Dataset excerpt
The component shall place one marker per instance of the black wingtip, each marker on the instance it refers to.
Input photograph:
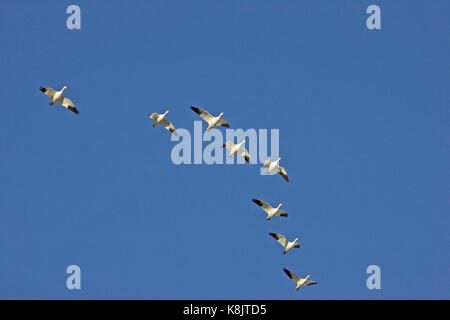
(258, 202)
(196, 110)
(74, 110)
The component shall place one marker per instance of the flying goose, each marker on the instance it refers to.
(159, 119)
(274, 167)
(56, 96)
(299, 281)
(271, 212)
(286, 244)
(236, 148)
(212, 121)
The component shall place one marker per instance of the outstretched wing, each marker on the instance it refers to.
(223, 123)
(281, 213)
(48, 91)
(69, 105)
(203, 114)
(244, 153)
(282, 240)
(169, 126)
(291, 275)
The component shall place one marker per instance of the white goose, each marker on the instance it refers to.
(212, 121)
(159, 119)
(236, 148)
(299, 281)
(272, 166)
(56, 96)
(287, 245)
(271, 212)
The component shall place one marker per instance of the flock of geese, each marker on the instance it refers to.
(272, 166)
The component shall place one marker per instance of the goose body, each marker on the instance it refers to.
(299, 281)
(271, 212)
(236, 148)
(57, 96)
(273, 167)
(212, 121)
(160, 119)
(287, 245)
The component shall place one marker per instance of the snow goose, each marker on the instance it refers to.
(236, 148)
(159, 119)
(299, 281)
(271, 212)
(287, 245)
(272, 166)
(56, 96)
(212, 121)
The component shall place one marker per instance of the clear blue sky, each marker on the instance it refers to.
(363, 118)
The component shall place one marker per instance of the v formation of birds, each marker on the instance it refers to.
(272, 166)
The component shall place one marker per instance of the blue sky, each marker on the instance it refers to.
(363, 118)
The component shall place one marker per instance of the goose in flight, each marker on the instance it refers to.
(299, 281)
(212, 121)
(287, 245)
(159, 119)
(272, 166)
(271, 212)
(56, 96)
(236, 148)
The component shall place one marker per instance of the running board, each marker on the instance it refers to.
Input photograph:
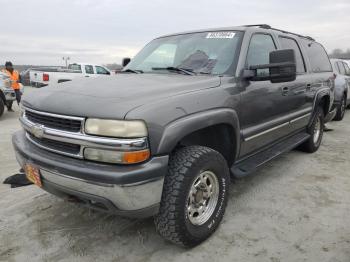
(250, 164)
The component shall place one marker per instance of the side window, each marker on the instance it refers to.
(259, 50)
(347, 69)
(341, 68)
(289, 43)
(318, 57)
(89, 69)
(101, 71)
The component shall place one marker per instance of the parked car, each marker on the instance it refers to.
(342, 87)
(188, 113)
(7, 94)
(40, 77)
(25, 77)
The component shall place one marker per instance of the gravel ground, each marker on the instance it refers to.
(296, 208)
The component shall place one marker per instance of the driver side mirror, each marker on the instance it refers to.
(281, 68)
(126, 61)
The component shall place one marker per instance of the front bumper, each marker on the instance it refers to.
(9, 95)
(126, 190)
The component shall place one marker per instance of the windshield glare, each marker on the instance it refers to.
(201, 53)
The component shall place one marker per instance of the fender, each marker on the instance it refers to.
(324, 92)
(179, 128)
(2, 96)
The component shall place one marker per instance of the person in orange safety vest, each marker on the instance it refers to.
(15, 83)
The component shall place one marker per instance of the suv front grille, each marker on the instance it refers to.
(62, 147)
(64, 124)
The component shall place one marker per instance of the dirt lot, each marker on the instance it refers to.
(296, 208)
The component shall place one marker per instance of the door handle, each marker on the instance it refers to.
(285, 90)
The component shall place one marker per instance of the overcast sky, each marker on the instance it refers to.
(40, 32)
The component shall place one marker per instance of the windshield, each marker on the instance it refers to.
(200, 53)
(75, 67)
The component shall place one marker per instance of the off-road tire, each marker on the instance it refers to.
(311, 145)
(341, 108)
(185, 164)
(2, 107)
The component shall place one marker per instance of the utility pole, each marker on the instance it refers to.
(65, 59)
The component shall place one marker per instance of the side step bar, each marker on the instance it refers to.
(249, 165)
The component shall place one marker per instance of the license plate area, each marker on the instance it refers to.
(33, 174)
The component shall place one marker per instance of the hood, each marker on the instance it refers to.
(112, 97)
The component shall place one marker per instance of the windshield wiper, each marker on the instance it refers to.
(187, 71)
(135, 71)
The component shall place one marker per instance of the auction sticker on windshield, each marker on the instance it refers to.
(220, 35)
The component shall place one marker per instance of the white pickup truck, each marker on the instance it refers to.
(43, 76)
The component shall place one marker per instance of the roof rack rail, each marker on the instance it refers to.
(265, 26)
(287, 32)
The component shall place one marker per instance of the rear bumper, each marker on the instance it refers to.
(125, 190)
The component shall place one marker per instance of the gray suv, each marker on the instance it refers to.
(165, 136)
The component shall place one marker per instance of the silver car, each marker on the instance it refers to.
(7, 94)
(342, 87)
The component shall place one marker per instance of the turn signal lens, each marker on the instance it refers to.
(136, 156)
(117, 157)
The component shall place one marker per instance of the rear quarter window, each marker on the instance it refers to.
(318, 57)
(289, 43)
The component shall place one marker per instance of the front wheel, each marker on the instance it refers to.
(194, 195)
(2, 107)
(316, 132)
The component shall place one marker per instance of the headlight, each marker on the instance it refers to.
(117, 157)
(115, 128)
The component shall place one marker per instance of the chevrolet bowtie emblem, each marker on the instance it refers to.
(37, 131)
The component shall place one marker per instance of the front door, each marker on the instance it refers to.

** Given request **
The records above should be reproduced exactly, with no pictures included.

** Exercise output **
The component shall place one marker per instance of the black wingtip, each marker on the instance it refers to.
Input photograph:
(258, 202)
(196, 110)
(74, 110)
The component shall place one marker per instance of the flying goose, each marker on the instance it refers to.
(159, 119)
(274, 167)
(56, 96)
(299, 281)
(271, 212)
(286, 244)
(236, 148)
(212, 121)
The component shall place one marker per instance of the outstretched wing, each marker on the instance it refers to.
(223, 123)
(281, 213)
(48, 91)
(69, 105)
(203, 114)
(244, 153)
(282, 240)
(169, 126)
(291, 275)
The component shall place one marker per instance of the white goose, each marker on the instance it refers to.
(212, 121)
(159, 119)
(236, 148)
(299, 281)
(272, 166)
(56, 96)
(287, 245)
(271, 212)
The component shall place one marker per instance of the flock of geese, each marker on the instance it refers to.
(272, 166)
The component shall place one marker per instance of the goose body, each marker on the instance it refers to.
(299, 281)
(271, 212)
(236, 148)
(57, 96)
(273, 167)
(212, 121)
(160, 119)
(287, 245)
The component shall place one marker per instance of the snow goose, each marker on the instance it refers to.
(236, 148)
(159, 119)
(299, 281)
(271, 212)
(287, 245)
(272, 166)
(56, 96)
(212, 121)
The component shall place one marker per instance of the clear blue sky, each marker on the instance it refers to.
(363, 118)
The component shall place one marker per instance of the v formation of birds, each marker on the instance it refers to.
(272, 166)
The component shall place one marker per instance of the blue sky, each marker on the instance it refers to.
(363, 118)
The component shall place one marker per instance of the goose in flight, each marker on the instance it refers to.
(299, 281)
(212, 121)
(287, 245)
(159, 119)
(272, 166)
(271, 212)
(56, 96)
(236, 148)
The component shall place one marker per instance of the running board, each marker on the instance it refers to.
Input photograph:
(250, 164)
The component shall place one marker per instance of the side window, each marker on the instance it refers to.
(259, 50)
(347, 69)
(341, 68)
(289, 43)
(318, 57)
(89, 69)
(101, 71)
The component shall place one marker per instance of the parked car, each marker on the instance it refers to.
(342, 87)
(188, 113)
(7, 94)
(40, 77)
(25, 77)
The component shall place one marker per instance of the gravel ground, each marker on the instance it refers to.
(296, 208)
The component shall place one marker per instance of the driver side mirror, each marker on the instance it refers to.
(281, 68)
(126, 61)
The component shall place one marker per instance of the front bumper, each marker on the instance it refers to.
(9, 95)
(126, 190)
The component shall place one marker per instance of the windshield glare, each marker on the instance it refers to.
(201, 53)
The component shall place one marker per instance of the fender, each marker on the instance it refers to.
(324, 92)
(179, 128)
(2, 96)
The component shall place one marker per instance of the person in orange safety vest, each marker on the instance it refers to.
(15, 83)
The component shall place one marker per instance of the suv front grille, each marker on the instance it refers to.
(62, 147)
(64, 124)
The component shall place one marker per instance of the dirt lot, each marker on the instance it refers to.
(296, 208)
The component shall place one marker per instance of the door handle, each marker on the instance it refers to.
(285, 90)
The component shall place one marker per instance of the overcast sky, each marker on the instance it refers to.
(40, 32)
The component shall place one marker per instance of the windshield, each marker on the instance it refers to.
(200, 53)
(75, 67)
The component shall place one marker per instance of the off-road tire, each marker on the instance it refers to.
(311, 145)
(341, 108)
(185, 164)
(2, 107)
The component shall place one marker per instance of the utility pole, each marker on the instance it refers to.
(65, 59)
The component shall place one marker per instance of the side step bar, each marker on the instance it refers to.
(249, 165)
The component shall place one marker per instance of the license plate area, each marker on the instance it refers to.
(33, 174)
The component shall place one marker per instance of the hood, each marker on the instance it refers to.
(112, 97)
The component shall place one marker per instance of the windshield wiper, each marker on the instance it refers to.
(187, 71)
(135, 71)
The component shall place one marker per instance of the auction sticker on windshield, each marker on the instance it refers to.
(220, 35)
The component shall place one marker per instance of the white pickup truck, each marker on the instance it refers to.
(43, 76)
The component shall place one marker per instance of the roof rack rail, each marker on the instance it refers to.
(265, 26)
(287, 32)
The component shall place one marker per instance of the rear bumper, each marker on the instance it refers to.
(125, 190)
The component shall place one marker per instance of the gray suv, each marker on the instance it refers to.
(165, 136)
The component shall place one marker per instance of the silver car, each marker on the instance it refers to.
(7, 94)
(342, 87)
The component shall place one marker per instance of the turn signal lens, each marker on the instance it refers to.
(136, 156)
(117, 157)
The component shall place one marker per instance of the rear quarter window, each marker on the instance it refers to.
(318, 57)
(289, 43)
The component shall place one marker per instance of the front wheel, each marker on the instance it refers to.
(194, 195)
(2, 107)
(316, 132)
The component shall place one marker per instance of the headlight, each marker on the instance it refers to.
(117, 157)
(115, 128)
The component shall place one marker per instance of the chevrolet bowtie emblem, each marker on the instance it refers to.
(37, 131)
The component shall place one marker per instance of the front door, each marker on the instance it refers to.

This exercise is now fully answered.